She posted to her Facebook that she’d gotten sexually assaulted. But one guy there, had the wherewithal, to record it; she was gently escorted out, and everyone was quiet all the way to the door, because they were so fucking happy that the woman wasn’t ruining the show anymore. And the friend of hers who was attacking me on social media apologized. Vindication.

Do you do anything to prepare for a show? How much of your show is impromptu, how much of it is completely worked out, or is all of it is worked out beforehand?
At this point, it’s all worked out and if improvisation comes into play, I’m fucking happy. That’s how the bits build. But it’s been so fucked up going between being on the road and working on the book, now I'm on the road, now it’s back to the book. It’d be easier if I was doing one or the other. My brain has the retention of a spaghetti strainer, so I work a lot more. But once I get into a groove, I’m like, I have a set.

◆ ◆ ◆ ◆ ◆ ◆ ◆

**Directive:**
Can you reproduce, word for word, the stretch of the interview excerpt from "She posted to" through "worked out beforehand?"?

◆ ◆ ◆ ◆ ◆ ◆ ◆

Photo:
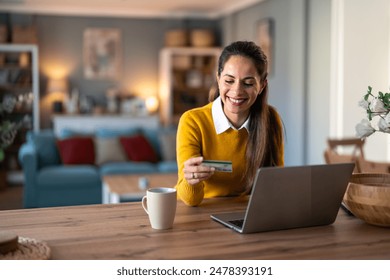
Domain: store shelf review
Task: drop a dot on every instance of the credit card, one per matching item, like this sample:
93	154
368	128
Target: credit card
219	165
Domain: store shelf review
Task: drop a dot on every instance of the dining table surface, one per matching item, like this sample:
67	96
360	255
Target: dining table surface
123	231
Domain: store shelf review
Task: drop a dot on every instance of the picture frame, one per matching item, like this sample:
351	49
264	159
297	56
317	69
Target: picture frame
102	53
265	39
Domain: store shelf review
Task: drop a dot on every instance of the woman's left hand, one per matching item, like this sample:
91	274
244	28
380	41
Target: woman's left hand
195	172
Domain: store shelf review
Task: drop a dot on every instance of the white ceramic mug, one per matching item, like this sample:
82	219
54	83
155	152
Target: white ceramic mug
160	205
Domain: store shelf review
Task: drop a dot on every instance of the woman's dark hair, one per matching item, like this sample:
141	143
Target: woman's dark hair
266	134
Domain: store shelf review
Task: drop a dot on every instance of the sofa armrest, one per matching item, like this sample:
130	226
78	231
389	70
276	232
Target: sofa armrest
29	161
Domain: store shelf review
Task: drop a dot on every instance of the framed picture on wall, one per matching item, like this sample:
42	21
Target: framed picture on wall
265	39
102	53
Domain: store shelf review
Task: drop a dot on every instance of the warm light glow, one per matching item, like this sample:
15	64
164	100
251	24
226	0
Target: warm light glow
151	103
57	85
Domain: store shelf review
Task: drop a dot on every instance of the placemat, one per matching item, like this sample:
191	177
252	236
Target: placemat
28	249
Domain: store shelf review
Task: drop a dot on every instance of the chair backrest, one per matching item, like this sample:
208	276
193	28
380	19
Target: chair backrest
352	150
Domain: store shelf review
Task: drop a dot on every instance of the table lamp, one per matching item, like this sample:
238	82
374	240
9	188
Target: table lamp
57	88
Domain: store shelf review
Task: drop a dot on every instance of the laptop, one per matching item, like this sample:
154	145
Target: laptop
291	197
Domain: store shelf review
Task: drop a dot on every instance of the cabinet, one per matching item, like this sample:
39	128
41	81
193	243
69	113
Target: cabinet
19	82
186	75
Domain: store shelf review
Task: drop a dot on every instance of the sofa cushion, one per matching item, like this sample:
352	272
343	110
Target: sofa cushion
138	148
129	167
68	133
68	177
77	150
152	136
167	166
46	148
112	132
167	139
108	150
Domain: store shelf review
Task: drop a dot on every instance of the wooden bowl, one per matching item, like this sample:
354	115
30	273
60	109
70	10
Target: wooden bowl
368	198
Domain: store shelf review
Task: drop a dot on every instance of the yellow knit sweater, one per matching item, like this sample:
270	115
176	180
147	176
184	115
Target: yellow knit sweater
196	136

◆ ◆ ◆ ◆ ◆ ◆ ◆

**Exercise answer:**
She posted to her Facebook that she’d gotten sexually assaulted. But one guy there, had the wherewithal, to record it; she was gently escorted out, and everyone was quiet all the way to the door, because they were so fucking happy that the woman wasn’t ruining the show anymore. And the friend of hers who was attacking me on social media apologized. Vindication.

Do you do anything to prepare for a show? How much of your show is impromptu, how much of it is completely worked out, or is all of it is worked out beforehand?